REQUIRED ACTIONS >>
1. In the rock pile passage, rewrite the paragraph that begins "The benefits of open-ness are obvious" as a short list, keeping its main facts.
2. Do the following statements agree with the rock pile passage? Answer yes or no for each, and quote the words of the passage that decide it.
(a) The writer reports being told that Massachusetts is the only state whose historic officers refuse to accept the existence of sacred sites.
(b) The writer is willing to stage a sit-in at the Massachusetts Historic Commission alone.
(c) The writer believes destruction under an open policy could scrape a site down to bare dirt.
3. Reproduce the part of the rock pile passage starting at "By now, I cannot" and ending at "full display above.".

SUPPLIED PASSAGE >>
↓

By secrecy I mean the policy that wants to keep rock pile site locations a secret, known only to a few. The open policy alternative is a combination of public education, public sites, and active pressure applied to various industries (logging, construction) as well as conservation groups that think solar energy is more important than forest and history. Let me add to the list of "open" policies: active pressure applied to state lawmakers to enact new laws that protect stonework in the same way as we treat wetlands, here in MA: namely you are not supposed to impinge on a wetland without a special permit. 

By now, I cannot see any argument in favor of secrecy. The "few" who benefit from secrecy are an elite group of white researchers. Also some Native Americans take the position that sites that have been lost should remain lost - moldering back into the earth. But once the "few" learn about a site, it is not going to remain lost in any case. The risk of following this strategy is on full display above.

The benefits of open-ness are obvious - a precious resource from a Native American past is preserved - what might be called a "gift" -  is available for all to learn from. The risk of following this policy is a range of outcomes: from a little wear and tear to destruction. But in the latter case, the destruction will never scrape a site down to bare dirt. Common sense says that certain sites, eg effigies, are delicate and may need special treatment.

There is no point in writing a lot about this, except to suggest some obvious actions needed from the elite white community and the Native Tribes. I call on NEARA, I call on the Native Tribes, and I call on readers of this blog to sponsor a discussion with the logging industry, the conservation movement [if there is such an entity], and the state governments. Get off your asses and do something! 
                
I am trying to figure out how to penetrate the thick headedness of the Massachusetts historic preservation offices. I am told that MA is the only state whose historic officers refuse to accept the existence of sacred sites. Meanwhile I will just be a scold. If someone wants to start a new activist group, this blog will support you. For example: how about we stage a sit-in at the offices of the Massachusetts Historic Commission? We would need the clout of NEARA and of the tribes...anyone? I won't do it by myself. Maybe we could start preparing now, and do something after we've all been vaccinated. 

Finally, for reference, there are several large, well-preserved sites still safe and protected within the public Quisset conservation land (see Rock Piles: Search results for Quisset).

↑

SUPPLIED RECORDS >>
↓

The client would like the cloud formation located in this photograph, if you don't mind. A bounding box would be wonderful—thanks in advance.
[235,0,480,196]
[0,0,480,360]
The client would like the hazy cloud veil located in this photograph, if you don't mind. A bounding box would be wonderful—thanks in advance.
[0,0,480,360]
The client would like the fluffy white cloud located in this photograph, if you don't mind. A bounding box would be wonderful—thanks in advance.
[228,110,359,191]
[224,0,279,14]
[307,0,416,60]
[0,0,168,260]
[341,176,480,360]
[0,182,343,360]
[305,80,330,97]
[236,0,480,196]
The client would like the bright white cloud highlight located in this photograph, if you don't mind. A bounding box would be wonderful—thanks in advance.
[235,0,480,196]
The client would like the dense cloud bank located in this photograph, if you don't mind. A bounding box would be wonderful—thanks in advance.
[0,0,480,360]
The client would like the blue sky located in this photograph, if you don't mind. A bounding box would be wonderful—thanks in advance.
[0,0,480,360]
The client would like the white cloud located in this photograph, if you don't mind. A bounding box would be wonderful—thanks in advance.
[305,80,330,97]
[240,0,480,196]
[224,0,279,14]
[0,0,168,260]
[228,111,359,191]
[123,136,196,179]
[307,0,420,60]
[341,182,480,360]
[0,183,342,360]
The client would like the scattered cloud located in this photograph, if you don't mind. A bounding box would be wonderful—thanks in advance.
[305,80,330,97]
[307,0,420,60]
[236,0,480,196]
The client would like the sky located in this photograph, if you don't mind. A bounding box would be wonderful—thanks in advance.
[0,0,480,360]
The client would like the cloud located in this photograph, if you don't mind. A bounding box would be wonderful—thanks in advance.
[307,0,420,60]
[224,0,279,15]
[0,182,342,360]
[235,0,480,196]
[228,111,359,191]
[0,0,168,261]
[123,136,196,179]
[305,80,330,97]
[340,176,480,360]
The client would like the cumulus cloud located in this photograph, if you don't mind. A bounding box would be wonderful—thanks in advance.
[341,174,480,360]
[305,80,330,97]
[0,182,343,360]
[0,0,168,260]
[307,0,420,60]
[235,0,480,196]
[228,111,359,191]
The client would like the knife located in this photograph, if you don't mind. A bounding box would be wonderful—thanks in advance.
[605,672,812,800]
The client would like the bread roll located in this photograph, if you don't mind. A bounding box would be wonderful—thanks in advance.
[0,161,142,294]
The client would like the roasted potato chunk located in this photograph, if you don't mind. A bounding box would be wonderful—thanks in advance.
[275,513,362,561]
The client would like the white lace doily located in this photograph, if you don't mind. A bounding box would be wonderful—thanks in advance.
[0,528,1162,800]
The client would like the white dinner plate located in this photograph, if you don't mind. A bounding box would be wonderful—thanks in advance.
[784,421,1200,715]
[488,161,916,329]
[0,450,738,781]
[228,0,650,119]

↑

SOLUTION LIST >>
1.
- Openness preserves a precious resource, a "gift" from a Native American past, and makes it available for all to learn from.
- The risk of openness ranges from a little wear and tear to destruction.
- Even destruction will never scrape a site down to bare dirt.
- Certain delicate sites, such as effigies, may need special treatment.

2.
(a) Yes: "I am told that MA is the only state whose historic officers refuse to accept the existence of sacred sites."
(b) No: "I won't do it by myself."
(c) No: "the destruction will never scrape a site down to bare dirt."

3.
By now, I cannot see any argument in favor of secrecy. The "few" who benefit from secrecy are an elite group of white researchers. Also some Native Americans take the position that sites that have been lost should remain lost - moldering back into the earth. But once the "few" learn about a site, it is not going to remain lost in any case. The risk of following this strategy is on full display above.